● What to produce
What is wanted is the line holding "Field-scouting task: mark every instance of the hazy" and every later line through the end of the entries, set down exactly.

● Information given
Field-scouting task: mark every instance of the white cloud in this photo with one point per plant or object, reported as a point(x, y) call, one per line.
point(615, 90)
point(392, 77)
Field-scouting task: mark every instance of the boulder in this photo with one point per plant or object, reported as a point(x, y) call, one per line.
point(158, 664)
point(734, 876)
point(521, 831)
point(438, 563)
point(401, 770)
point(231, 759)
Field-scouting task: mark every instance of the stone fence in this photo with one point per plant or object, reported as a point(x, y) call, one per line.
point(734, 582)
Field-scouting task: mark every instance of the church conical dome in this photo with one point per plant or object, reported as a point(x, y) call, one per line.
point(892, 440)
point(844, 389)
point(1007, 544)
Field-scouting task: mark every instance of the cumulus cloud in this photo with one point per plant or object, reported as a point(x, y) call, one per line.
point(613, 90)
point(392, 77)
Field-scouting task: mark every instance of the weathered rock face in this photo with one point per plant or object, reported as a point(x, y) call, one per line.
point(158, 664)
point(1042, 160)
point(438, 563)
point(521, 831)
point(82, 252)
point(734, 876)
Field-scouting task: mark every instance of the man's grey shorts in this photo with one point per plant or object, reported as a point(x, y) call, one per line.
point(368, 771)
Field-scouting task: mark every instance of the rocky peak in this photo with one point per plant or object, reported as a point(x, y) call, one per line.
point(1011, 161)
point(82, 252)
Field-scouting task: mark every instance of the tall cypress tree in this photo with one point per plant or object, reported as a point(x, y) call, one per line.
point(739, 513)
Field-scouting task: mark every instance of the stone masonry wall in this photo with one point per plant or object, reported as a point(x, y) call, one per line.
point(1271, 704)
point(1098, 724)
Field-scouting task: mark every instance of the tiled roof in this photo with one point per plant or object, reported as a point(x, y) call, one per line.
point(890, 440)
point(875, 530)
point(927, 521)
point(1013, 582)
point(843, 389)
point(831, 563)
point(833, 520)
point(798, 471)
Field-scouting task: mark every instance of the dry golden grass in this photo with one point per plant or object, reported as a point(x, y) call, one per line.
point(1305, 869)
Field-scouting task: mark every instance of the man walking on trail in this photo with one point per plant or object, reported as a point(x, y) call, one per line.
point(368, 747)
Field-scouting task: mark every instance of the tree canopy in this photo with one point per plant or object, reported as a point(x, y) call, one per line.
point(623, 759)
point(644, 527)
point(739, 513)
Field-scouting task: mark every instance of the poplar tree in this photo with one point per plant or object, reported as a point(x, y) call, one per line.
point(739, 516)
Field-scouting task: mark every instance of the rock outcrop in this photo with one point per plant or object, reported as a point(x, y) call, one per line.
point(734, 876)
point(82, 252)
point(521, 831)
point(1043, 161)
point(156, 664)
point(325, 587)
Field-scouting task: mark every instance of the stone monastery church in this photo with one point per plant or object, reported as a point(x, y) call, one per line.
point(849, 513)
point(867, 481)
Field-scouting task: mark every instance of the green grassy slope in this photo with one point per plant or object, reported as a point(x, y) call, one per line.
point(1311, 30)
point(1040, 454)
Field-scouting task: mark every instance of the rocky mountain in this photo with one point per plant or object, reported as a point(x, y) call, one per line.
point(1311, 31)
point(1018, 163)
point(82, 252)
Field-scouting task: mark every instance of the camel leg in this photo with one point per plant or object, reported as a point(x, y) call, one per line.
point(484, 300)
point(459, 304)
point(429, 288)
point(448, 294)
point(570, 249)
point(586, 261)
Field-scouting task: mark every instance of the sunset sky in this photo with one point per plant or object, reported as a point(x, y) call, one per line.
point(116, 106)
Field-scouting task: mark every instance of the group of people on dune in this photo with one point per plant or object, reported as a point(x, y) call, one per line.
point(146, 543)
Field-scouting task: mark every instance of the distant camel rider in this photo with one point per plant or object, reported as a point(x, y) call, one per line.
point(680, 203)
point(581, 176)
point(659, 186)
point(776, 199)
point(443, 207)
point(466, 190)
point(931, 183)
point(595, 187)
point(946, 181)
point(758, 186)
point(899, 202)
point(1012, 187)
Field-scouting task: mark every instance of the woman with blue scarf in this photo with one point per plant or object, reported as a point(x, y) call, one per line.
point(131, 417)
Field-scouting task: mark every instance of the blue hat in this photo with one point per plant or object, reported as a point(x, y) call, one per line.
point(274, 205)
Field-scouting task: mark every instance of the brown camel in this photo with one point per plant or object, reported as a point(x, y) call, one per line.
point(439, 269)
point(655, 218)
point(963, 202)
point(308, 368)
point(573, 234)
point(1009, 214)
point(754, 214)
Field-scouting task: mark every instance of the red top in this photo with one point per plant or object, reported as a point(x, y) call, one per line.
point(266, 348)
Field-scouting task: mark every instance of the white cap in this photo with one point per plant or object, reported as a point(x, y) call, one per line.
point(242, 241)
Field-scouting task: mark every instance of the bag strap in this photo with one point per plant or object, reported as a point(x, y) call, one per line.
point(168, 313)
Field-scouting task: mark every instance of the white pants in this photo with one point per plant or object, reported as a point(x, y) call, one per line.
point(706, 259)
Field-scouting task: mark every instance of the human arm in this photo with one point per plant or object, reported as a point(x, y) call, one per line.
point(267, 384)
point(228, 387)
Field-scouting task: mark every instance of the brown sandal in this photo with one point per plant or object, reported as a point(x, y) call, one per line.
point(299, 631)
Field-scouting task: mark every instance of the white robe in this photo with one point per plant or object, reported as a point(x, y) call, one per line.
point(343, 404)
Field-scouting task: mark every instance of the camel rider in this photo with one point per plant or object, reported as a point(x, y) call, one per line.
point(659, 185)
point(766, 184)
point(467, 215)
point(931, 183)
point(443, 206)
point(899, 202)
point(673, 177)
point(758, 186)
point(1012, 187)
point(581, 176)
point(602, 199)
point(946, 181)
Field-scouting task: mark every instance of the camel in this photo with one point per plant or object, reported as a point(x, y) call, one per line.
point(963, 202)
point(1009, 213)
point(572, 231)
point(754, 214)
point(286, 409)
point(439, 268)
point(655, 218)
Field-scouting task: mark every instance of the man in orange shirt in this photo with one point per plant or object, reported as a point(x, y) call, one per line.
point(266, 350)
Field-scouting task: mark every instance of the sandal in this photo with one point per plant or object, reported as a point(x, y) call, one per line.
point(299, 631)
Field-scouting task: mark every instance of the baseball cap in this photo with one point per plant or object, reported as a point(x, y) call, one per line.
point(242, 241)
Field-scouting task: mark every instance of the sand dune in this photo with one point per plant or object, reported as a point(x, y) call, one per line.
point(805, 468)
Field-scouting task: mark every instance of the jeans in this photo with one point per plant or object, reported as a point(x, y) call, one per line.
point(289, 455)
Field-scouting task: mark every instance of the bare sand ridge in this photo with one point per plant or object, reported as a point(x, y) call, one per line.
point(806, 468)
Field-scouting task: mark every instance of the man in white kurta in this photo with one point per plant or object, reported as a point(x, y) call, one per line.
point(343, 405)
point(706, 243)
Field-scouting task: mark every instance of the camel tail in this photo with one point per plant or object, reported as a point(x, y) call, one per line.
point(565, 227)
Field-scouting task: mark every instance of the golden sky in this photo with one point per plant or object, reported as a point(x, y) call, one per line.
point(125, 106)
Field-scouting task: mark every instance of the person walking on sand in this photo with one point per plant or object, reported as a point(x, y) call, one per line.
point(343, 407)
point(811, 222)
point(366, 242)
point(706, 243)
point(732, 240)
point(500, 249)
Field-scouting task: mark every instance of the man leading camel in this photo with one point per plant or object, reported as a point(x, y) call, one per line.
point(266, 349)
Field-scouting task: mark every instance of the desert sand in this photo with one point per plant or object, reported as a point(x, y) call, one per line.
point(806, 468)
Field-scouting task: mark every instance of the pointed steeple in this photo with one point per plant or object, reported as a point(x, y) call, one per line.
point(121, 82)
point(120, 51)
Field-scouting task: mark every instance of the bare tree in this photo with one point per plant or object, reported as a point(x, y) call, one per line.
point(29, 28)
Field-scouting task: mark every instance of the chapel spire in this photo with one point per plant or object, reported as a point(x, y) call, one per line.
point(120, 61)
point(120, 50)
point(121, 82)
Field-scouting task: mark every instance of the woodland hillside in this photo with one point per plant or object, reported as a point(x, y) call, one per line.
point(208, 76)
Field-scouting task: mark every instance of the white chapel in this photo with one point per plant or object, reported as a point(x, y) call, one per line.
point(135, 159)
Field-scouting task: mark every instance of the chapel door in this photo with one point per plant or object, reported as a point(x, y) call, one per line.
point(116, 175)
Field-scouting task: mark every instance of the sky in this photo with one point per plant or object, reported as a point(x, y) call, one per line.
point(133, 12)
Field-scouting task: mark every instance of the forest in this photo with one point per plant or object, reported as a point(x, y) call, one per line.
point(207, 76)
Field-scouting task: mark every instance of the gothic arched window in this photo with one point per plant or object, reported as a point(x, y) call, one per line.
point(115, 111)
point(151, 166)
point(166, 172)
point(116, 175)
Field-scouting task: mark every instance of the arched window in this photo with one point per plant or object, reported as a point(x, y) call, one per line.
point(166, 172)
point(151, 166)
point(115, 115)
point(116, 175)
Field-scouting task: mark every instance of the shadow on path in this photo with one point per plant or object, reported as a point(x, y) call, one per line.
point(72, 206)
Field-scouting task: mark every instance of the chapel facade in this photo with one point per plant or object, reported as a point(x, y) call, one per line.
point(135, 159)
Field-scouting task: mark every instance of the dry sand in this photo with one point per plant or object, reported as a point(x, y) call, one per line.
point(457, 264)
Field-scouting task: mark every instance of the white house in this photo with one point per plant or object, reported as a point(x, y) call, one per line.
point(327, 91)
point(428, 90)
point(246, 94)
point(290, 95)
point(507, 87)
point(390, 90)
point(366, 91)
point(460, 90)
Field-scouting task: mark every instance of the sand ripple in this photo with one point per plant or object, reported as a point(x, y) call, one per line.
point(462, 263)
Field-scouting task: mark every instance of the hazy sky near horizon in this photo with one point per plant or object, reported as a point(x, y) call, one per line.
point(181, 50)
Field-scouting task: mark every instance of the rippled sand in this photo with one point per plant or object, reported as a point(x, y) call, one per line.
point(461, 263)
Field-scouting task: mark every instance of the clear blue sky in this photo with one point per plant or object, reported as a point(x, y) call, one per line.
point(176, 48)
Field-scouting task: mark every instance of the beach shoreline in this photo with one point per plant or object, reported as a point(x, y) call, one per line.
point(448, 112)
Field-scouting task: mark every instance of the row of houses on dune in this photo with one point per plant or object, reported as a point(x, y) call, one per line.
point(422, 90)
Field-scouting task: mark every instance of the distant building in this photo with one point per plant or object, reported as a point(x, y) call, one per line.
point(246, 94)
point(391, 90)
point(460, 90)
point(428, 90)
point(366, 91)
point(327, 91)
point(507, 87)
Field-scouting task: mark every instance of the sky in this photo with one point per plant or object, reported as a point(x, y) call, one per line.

● Response area
Field-scouting task: mark every instance of the hazy sky near horizon in this photo with one point per plant or object, reported as a point(x, y) call, one per line.
point(181, 50)
Field-scouting task: mark every instance of the rippled sand in this photo with one point per plant or object, reported as a point(x, y) call, one per line.
point(461, 263)
Field-scouting task: mark every instance of the clear blue sky in this photo with one point per plant or object, reported as a point(x, y) call, one per line.
point(176, 48)
Field-scouting task: mark every instance of the beach shoreline in this photo with one point per plant or object, reported as a point(x, y) call, one per line.
point(448, 112)
Field-scouting task: mark every instance of the row of houses on dune in this photo with one point per plant or object, reported as a point(x, y) call, one per line.
point(422, 90)
Field-scouting task: mark every instance of the distant building in this photo with one point per plant or object, reported as a point(x, y) call, one per line.
point(246, 94)
point(391, 90)
point(460, 90)
point(428, 90)
point(366, 91)
point(327, 91)
point(507, 87)
Field-scouting task: mark every instance of the sky in this photo with one point per plant or object, reported as a point(x, y) call, one per line.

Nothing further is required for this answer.